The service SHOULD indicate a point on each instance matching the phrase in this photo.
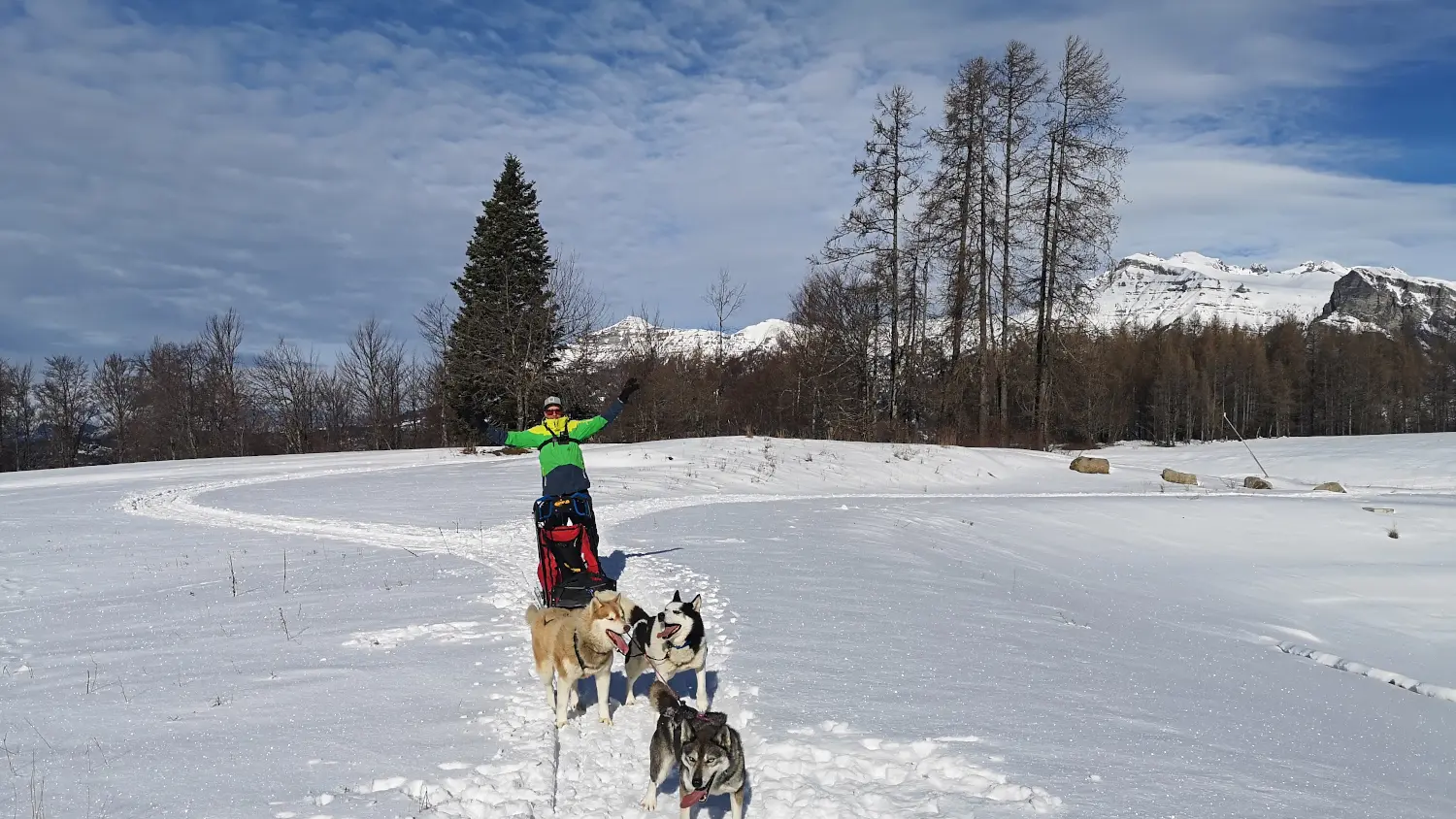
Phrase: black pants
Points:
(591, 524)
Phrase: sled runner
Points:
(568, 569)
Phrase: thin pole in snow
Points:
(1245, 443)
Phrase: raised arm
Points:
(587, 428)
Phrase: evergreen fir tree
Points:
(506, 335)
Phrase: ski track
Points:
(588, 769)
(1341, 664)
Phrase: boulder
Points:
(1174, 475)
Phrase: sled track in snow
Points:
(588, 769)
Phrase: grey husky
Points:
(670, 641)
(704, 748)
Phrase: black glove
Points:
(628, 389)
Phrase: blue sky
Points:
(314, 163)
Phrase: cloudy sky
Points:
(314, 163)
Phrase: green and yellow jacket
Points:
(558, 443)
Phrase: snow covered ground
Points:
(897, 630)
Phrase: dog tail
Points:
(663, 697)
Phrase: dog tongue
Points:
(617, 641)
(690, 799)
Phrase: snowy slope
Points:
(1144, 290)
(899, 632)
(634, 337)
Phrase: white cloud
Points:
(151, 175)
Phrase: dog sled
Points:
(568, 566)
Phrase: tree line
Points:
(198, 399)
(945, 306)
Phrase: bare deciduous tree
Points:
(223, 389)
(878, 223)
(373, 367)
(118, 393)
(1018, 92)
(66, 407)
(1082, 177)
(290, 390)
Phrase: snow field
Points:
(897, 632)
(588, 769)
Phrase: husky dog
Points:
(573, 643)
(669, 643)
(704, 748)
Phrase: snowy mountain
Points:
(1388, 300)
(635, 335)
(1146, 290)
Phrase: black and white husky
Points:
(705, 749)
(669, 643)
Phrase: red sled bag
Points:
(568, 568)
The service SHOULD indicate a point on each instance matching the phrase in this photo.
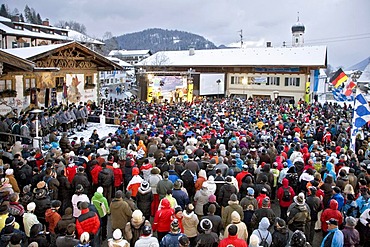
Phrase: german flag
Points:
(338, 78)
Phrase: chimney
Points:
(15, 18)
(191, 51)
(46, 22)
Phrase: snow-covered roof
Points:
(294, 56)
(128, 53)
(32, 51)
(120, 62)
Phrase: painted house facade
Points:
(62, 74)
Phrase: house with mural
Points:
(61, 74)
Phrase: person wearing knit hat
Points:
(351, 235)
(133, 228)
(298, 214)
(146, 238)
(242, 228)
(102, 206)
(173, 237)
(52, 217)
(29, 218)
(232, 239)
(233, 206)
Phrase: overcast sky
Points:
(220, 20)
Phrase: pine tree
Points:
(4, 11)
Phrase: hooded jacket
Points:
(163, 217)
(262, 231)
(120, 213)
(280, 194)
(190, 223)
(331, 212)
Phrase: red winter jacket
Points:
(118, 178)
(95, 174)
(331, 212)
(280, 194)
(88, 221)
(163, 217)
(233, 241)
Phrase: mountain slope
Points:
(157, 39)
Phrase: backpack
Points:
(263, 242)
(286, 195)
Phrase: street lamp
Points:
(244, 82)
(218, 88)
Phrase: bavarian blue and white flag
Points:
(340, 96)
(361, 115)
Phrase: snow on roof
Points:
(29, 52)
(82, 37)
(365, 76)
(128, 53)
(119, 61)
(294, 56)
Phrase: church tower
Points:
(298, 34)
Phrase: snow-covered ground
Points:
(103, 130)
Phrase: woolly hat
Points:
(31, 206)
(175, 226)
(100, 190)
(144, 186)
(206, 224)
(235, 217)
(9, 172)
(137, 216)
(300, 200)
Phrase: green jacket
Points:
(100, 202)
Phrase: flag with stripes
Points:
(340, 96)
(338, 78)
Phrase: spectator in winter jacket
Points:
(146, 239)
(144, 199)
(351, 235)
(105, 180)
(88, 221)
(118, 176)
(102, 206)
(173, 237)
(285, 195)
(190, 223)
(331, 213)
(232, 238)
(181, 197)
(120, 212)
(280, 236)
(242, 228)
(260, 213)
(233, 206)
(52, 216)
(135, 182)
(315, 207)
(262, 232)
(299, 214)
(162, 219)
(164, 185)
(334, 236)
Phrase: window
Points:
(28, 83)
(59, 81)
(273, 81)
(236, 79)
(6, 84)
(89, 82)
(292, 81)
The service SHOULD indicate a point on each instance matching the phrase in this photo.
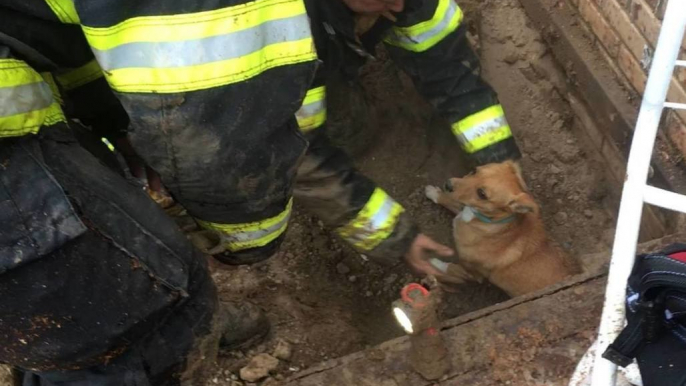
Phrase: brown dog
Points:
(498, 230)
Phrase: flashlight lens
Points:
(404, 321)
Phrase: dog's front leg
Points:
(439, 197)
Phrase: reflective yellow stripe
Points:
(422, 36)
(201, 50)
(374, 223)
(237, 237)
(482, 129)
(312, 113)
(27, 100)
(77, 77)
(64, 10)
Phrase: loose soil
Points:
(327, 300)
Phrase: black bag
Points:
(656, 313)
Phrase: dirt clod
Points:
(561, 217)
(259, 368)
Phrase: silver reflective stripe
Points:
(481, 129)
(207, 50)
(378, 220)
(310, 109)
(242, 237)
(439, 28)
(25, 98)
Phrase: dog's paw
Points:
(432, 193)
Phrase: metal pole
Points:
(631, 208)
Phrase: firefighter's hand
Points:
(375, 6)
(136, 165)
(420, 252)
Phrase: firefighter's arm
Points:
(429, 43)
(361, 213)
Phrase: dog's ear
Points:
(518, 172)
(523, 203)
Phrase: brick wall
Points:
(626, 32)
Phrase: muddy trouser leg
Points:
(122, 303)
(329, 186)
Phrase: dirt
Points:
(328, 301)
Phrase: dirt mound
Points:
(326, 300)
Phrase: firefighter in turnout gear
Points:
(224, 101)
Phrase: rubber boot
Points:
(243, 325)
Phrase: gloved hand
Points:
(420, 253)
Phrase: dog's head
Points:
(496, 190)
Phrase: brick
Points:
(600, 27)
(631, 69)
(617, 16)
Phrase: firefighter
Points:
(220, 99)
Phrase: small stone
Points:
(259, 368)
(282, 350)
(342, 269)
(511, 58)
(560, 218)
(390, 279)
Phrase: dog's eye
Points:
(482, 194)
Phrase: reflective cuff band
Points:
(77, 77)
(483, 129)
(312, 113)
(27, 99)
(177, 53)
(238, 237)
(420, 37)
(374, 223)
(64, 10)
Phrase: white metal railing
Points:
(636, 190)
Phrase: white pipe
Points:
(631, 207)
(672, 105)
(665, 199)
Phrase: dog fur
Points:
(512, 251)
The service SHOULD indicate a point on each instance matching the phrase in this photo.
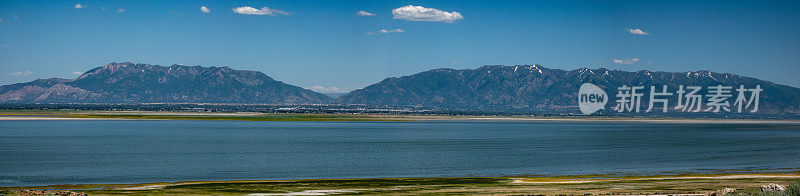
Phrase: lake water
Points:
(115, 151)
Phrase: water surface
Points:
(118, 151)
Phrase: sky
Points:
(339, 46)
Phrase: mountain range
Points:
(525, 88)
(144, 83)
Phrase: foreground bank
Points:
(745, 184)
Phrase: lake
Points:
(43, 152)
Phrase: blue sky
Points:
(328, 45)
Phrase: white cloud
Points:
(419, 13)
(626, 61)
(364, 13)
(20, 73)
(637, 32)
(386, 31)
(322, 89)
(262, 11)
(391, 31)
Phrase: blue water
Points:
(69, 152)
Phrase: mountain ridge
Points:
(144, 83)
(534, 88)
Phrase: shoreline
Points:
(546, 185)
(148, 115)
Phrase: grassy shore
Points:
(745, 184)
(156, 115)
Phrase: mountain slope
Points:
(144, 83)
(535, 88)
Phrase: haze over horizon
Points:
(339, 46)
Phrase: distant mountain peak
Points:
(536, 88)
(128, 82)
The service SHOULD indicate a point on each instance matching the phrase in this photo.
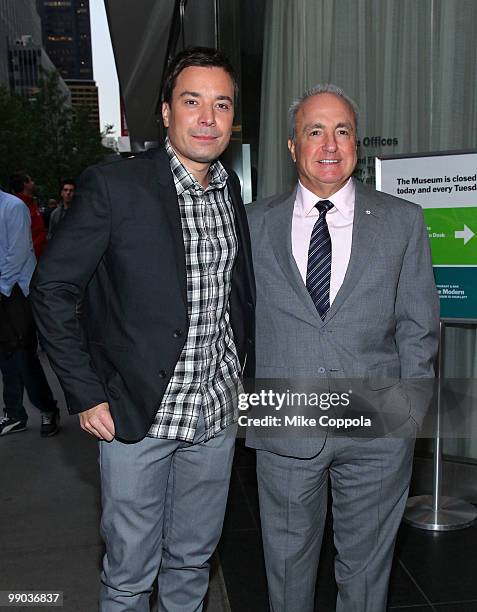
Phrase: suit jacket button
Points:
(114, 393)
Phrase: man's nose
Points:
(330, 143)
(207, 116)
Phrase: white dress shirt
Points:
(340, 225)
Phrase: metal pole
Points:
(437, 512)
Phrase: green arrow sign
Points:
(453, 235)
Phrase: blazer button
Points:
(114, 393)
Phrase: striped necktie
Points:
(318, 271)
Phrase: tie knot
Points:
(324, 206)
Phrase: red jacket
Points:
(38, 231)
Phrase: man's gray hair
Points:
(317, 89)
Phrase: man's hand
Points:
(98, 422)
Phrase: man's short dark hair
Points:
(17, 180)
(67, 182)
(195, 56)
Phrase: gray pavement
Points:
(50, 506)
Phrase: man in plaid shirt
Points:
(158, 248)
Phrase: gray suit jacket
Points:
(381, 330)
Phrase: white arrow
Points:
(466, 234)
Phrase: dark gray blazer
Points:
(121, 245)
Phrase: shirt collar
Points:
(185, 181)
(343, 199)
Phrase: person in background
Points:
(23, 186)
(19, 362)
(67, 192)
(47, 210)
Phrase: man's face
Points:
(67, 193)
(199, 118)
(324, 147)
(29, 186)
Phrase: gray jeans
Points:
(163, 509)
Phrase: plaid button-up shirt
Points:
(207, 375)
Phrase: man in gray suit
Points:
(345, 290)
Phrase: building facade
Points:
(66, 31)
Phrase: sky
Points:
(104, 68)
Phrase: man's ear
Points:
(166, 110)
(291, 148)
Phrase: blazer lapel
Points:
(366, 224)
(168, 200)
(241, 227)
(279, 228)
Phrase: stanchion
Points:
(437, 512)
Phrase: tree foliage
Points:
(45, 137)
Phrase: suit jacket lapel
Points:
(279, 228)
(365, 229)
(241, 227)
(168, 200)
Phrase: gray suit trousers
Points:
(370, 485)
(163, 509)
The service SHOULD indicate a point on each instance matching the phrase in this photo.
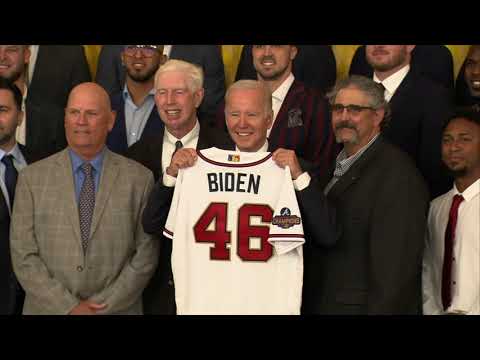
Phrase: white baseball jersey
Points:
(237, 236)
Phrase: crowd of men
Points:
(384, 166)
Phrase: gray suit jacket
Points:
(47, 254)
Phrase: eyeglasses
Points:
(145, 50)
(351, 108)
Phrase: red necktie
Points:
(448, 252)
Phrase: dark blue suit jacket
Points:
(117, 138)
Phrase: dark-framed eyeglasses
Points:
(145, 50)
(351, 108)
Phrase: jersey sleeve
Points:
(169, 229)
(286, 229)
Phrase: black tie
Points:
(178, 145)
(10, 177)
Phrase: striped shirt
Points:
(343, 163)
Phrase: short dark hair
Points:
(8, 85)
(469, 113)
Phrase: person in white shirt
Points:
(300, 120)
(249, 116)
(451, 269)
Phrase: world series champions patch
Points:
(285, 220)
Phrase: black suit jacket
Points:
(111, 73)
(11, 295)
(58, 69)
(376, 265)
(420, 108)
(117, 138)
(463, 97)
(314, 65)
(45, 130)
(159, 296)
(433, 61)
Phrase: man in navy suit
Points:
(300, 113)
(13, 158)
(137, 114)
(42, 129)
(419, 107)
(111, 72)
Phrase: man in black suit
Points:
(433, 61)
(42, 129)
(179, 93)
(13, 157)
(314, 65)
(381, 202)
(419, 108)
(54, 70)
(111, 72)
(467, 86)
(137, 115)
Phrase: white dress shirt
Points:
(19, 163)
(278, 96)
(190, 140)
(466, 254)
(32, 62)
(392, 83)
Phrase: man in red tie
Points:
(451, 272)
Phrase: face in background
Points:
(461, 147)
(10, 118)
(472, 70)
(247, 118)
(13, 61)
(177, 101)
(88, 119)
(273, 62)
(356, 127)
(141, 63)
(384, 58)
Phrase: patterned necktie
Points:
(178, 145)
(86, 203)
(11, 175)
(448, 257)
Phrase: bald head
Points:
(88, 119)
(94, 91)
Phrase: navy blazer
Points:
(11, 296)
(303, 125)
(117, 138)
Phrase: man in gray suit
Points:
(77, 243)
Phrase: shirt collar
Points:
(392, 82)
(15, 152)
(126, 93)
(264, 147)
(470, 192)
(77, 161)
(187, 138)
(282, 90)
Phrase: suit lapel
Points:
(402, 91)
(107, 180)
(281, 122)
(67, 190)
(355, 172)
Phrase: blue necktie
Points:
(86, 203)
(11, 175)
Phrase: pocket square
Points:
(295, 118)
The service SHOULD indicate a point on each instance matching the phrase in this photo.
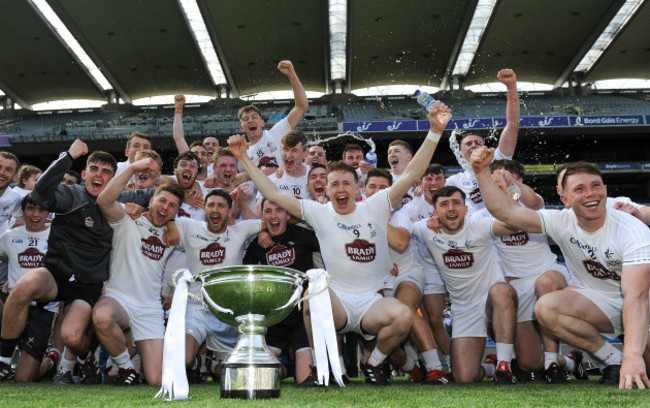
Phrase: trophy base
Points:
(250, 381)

┄┄┄┄┄┄┄┄┄┄┄┄┄┄┄┄┄┄┄┄

- _Exercise details_
Set down precisely the lines above between the line holding "Phrase: thin pole in snow" and the line holding "Phrase: grey husky", inclusive, and nothing beyond them.

- _Your solution_
Phrase: thin pole in snow
Points:
(1245, 443)
Phrase: raised arm
Points:
(587, 428)
Phrase: evergreen fir tree
Points:
(506, 335)
Phrase: ski track
Points:
(588, 769)
(1341, 664)
Phrase: boulder
Points:
(1174, 475)
Phrase: sled track in snow
Points:
(588, 769)
Phrase: grey husky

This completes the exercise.